▶ [YOUR GOAL]: Gather all lines from the material that contain "Target".

▶ [DATA FOR REVIEW]:
[Start of section]
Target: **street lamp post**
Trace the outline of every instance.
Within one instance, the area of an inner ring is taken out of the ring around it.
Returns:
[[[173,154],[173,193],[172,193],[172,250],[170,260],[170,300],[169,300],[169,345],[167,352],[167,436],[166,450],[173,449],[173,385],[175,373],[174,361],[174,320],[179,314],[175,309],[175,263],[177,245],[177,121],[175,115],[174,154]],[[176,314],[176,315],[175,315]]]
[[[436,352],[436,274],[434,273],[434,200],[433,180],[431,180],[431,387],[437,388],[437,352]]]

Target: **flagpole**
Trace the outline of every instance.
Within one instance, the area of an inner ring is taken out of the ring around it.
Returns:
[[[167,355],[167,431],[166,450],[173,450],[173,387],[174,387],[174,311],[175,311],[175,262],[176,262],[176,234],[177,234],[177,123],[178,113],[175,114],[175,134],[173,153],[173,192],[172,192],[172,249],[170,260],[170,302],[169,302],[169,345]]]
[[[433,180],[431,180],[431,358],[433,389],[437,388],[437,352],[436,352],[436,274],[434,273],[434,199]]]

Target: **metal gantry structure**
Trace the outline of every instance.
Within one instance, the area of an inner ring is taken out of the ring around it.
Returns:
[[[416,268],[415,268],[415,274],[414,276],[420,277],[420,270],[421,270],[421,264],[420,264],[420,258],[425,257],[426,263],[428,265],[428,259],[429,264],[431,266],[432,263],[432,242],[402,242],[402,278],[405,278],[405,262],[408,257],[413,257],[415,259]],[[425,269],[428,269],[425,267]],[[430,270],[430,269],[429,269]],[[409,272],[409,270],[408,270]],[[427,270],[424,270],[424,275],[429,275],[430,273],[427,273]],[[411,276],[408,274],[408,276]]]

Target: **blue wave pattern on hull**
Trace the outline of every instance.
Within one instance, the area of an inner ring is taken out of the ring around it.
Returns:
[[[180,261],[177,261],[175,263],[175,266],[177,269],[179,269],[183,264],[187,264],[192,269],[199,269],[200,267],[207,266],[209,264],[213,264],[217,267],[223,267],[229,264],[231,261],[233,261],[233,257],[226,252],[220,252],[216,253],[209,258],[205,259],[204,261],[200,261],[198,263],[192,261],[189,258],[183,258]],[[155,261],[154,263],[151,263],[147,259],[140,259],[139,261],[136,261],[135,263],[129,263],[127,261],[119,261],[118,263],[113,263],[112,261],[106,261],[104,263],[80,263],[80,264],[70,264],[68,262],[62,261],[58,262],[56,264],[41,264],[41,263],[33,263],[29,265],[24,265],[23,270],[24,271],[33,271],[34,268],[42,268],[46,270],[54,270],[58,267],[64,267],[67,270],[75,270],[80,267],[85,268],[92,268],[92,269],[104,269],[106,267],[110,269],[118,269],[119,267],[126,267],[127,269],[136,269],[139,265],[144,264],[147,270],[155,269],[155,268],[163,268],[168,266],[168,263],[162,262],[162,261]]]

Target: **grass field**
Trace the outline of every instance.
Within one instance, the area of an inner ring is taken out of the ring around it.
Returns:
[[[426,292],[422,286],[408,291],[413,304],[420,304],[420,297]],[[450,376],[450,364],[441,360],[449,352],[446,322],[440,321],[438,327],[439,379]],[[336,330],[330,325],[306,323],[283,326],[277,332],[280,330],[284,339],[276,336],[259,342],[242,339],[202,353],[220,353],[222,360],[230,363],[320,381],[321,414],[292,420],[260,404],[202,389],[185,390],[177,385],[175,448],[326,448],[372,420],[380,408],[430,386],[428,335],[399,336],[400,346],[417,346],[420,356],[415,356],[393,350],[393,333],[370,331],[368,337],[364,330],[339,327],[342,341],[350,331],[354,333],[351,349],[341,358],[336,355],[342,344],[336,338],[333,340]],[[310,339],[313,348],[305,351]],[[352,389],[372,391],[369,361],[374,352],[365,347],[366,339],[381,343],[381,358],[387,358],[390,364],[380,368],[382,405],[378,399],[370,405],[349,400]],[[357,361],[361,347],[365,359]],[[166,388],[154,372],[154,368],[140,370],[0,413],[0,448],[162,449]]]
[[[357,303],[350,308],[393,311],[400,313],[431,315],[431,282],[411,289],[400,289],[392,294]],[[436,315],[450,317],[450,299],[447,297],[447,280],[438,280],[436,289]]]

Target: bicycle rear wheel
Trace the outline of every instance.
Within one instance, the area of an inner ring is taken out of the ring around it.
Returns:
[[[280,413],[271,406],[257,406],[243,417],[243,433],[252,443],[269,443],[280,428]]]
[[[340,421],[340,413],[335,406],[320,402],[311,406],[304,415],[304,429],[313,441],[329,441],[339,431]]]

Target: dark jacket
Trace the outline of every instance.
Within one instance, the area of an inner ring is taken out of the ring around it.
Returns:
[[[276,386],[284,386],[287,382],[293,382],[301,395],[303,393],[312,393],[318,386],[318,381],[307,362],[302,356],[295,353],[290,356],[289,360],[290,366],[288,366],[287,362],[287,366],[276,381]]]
[End of section]
▶ [TASK RESPONSE]:
Target: **street lamp post**
Target: **flagpole**
Target: **metal gantry structure**
Target: **blue wave pattern on hull**
Target: **grass field**
Target: bicycle rear wheel
Target: dark jacket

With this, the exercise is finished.